■ **EXERCISE GOAL**
Rewrite the lines from the one holding "Should you be willing to segment every instance of the white" through the end of the rows, both included, replacing "your assistance would be valued" with "your help would be appreciated" and leaving everything else the same.
::::::::::
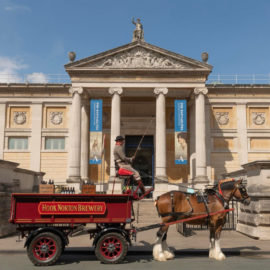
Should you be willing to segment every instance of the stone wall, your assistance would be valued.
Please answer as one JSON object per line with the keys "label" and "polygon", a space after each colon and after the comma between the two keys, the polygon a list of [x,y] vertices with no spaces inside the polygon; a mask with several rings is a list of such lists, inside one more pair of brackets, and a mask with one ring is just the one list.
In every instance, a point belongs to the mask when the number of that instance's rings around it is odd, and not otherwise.
{"label": "stone wall", "polygon": [[16,231],[16,226],[9,223],[11,194],[19,191],[19,183],[0,183],[0,237]]}
{"label": "stone wall", "polygon": [[236,230],[260,240],[270,240],[270,161],[242,165],[243,170],[226,176],[243,177],[251,198],[249,206],[240,204]]}

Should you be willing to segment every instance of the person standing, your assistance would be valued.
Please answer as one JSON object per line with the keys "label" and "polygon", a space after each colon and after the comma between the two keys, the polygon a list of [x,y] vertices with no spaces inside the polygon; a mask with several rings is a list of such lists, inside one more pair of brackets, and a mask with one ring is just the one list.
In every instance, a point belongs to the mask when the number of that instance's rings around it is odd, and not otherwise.
{"label": "person standing", "polygon": [[124,153],[124,143],[125,139],[122,136],[117,136],[115,139],[115,147],[113,151],[114,155],[114,160],[116,164],[119,166],[119,168],[124,168],[128,171],[131,171],[133,173],[133,178],[136,180],[138,183],[138,186],[142,192],[142,194],[145,194],[146,190],[143,185],[141,176],[137,170],[135,170],[132,166],[131,163],[134,160],[135,157],[126,157]]}

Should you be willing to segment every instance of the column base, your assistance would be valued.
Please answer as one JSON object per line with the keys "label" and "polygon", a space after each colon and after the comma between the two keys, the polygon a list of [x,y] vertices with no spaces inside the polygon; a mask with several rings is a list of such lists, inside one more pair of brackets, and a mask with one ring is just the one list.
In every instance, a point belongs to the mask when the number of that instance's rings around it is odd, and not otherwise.
{"label": "column base", "polygon": [[209,185],[209,179],[207,175],[198,175],[193,179],[193,188],[204,189]]}
{"label": "column base", "polygon": [[111,176],[108,182],[107,194],[122,194],[123,182],[121,179]]}
{"label": "column base", "polygon": [[81,180],[82,180],[82,183],[89,183],[90,182],[89,177],[82,177]]}
{"label": "column base", "polygon": [[167,176],[156,176],[155,189],[153,191],[153,199],[168,192],[168,177]]}

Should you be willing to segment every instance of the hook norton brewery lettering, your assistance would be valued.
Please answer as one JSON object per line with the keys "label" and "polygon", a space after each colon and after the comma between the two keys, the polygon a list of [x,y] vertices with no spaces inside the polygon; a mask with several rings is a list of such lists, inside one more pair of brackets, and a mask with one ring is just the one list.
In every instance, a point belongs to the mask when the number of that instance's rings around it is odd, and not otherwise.
{"label": "hook norton brewery lettering", "polygon": [[40,202],[40,215],[104,215],[105,202]]}

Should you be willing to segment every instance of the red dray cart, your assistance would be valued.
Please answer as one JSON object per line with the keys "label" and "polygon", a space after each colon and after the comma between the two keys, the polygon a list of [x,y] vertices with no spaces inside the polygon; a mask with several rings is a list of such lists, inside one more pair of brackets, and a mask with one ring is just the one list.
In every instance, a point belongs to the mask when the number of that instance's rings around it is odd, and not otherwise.
{"label": "red dray cart", "polygon": [[136,229],[132,225],[134,199],[138,197],[130,194],[12,194],[10,222],[17,224],[22,237],[27,237],[25,247],[35,265],[54,264],[68,245],[68,237],[89,223],[96,224],[94,229],[86,231],[94,239],[97,258],[104,263],[118,263],[125,258],[137,232],[164,225]]}

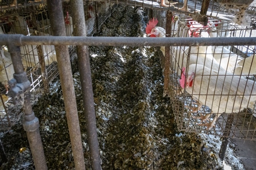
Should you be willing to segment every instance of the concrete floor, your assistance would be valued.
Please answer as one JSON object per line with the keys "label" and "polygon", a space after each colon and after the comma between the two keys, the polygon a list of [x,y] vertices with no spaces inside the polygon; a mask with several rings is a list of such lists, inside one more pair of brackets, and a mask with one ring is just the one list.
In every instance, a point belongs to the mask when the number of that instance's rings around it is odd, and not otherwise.
{"label": "concrete floor", "polygon": [[256,170],[256,141],[233,138],[237,144],[237,154],[242,161],[246,170]]}

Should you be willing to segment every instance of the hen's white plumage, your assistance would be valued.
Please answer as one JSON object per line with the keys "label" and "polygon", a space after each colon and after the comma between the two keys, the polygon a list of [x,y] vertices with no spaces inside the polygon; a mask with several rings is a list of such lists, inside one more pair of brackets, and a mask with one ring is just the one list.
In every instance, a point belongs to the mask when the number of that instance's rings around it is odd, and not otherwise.
{"label": "hen's white plumage", "polygon": [[[57,61],[56,52],[53,45],[42,45],[46,66],[48,66],[54,61]],[[40,67],[39,58],[36,45],[25,45],[20,46],[20,54],[24,67]]]}
{"label": "hen's white plumage", "polygon": [[243,108],[254,107],[256,100],[254,81],[226,71],[218,73],[199,64],[189,65],[186,76],[185,84],[184,79],[180,80],[186,91],[210,108],[212,113],[218,113],[210,124],[205,125],[209,129],[224,112],[238,112]]}

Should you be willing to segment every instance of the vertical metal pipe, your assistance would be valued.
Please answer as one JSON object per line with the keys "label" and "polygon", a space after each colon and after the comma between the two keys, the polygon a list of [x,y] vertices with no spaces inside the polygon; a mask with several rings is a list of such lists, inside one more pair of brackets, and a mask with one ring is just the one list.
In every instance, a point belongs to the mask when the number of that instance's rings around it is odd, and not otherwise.
{"label": "vertical metal pipe", "polygon": [[[86,26],[82,0],[71,1],[73,14],[73,23],[75,36],[86,36]],[[95,115],[92,89],[90,60],[88,46],[77,46],[78,64],[82,87],[82,99],[86,126],[88,137],[89,148],[92,169],[101,169],[98,142],[97,134],[96,118]]]}
{"label": "vertical metal pipe", "polygon": [[[106,3],[106,2],[105,2]],[[98,2],[94,2],[94,7],[95,7],[95,22],[96,26],[96,31],[97,33],[98,33],[100,30],[100,27],[98,26]],[[86,30],[87,31],[87,30]]]}
{"label": "vertical metal pipe", "polygon": [[0,162],[0,166],[2,165],[2,163],[6,163],[8,161],[6,156],[6,154],[5,154],[5,148],[3,148],[3,146],[2,144],[1,139],[0,138],[0,156],[1,158],[2,162]]}
{"label": "vertical metal pipe", "polygon": [[226,126],[225,127],[225,131],[223,133],[222,142],[218,153],[218,156],[221,161],[224,160],[225,153],[226,152],[226,147],[229,143],[228,136],[230,134],[230,130],[232,128],[232,122],[234,120],[234,114],[229,114],[226,120]]}
{"label": "vertical metal pipe", "polygon": [[210,4],[210,0],[203,0],[202,3],[202,7],[201,7],[200,14],[205,15],[208,10],[209,5]]}
{"label": "vertical metal pipe", "polygon": [[[36,169],[47,169],[46,158],[39,131],[39,121],[35,117],[30,103],[30,83],[28,80],[27,75],[24,72],[21,57],[20,56],[20,49],[18,46],[8,45],[8,49],[11,53],[11,61],[14,68],[15,74],[14,78],[19,87],[16,88],[15,84],[10,83],[10,90],[9,94],[13,97],[14,103],[15,99],[22,101],[24,114],[23,116],[23,125],[27,135],[31,150],[32,156]],[[10,82],[9,82],[10,83]],[[22,88],[22,90],[20,90]],[[17,90],[18,89],[18,90]]]}
{"label": "vertical metal pipe", "polygon": [[[47,1],[47,6],[53,35],[65,36],[62,1]],[[74,11],[76,10],[76,9]],[[65,45],[56,45],[55,50],[74,156],[75,167],[76,169],[85,169],[82,140],[68,48]]]}
{"label": "vertical metal pipe", "polygon": [[[36,8],[34,6],[31,6],[30,8],[30,13],[32,19],[32,26],[33,27],[33,29],[38,30],[39,27],[36,21],[36,14],[35,12],[35,11]],[[35,36],[43,36],[40,31],[33,32],[34,32],[34,33]],[[36,45],[36,50],[38,50],[38,58],[39,60],[39,63],[41,69],[42,80],[44,84],[44,92],[47,93],[49,92],[49,82],[47,80],[47,71],[46,71],[46,62],[44,61],[44,56],[43,53],[42,46]]]}
{"label": "vertical metal pipe", "polygon": [[[171,37],[171,32],[172,29],[172,13],[171,11],[168,11],[166,12],[166,37]],[[170,95],[169,91],[169,82],[170,82],[170,69],[171,66],[170,63],[170,46],[166,46],[165,57],[164,57],[164,95]]]}

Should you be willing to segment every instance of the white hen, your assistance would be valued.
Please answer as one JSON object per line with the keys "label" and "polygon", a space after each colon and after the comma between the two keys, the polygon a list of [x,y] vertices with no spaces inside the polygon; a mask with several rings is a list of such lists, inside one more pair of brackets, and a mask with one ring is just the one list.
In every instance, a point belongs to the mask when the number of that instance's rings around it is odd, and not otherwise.
{"label": "white hen", "polygon": [[[224,112],[238,112],[244,108],[253,108],[256,100],[255,82],[225,72],[210,70],[202,65],[189,66],[188,74],[185,69],[180,80],[181,86],[201,103],[207,105],[213,113],[217,114],[213,120],[203,125],[210,129]],[[203,120],[210,116],[208,114]]]}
::::::::::
■ **RESULT FOR THIS TASK**
Should you be willing to segment every instance of the white hen, your help would be appreciated.
Please answer as one JSON object per line with the keys "label" and "polygon", a space after each colon and after the comma between the two keys, the polygon a list of [x,y] vertices with no spaces inside the polygon; a mask with several rings is a list of such lists, inside one more pair of brackets, and a mask with one ring is just the one list.
In every instance, a point belongs to the mask when the number of that instance's rings around it is odd, and not otherwise.
{"label": "white hen", "polygon": [[[224,112],[238,112],[244,108],[253,108],[256,100],[255,82],[225,72],[210,70],[202,65],[189,66],[188,74],[185,69],[180,80],[181,86],[201,103],[207,105],[213,113],[217,114],[213,120],[203,125],[210,129]],[[203,120],[210,116],[208,114]]]}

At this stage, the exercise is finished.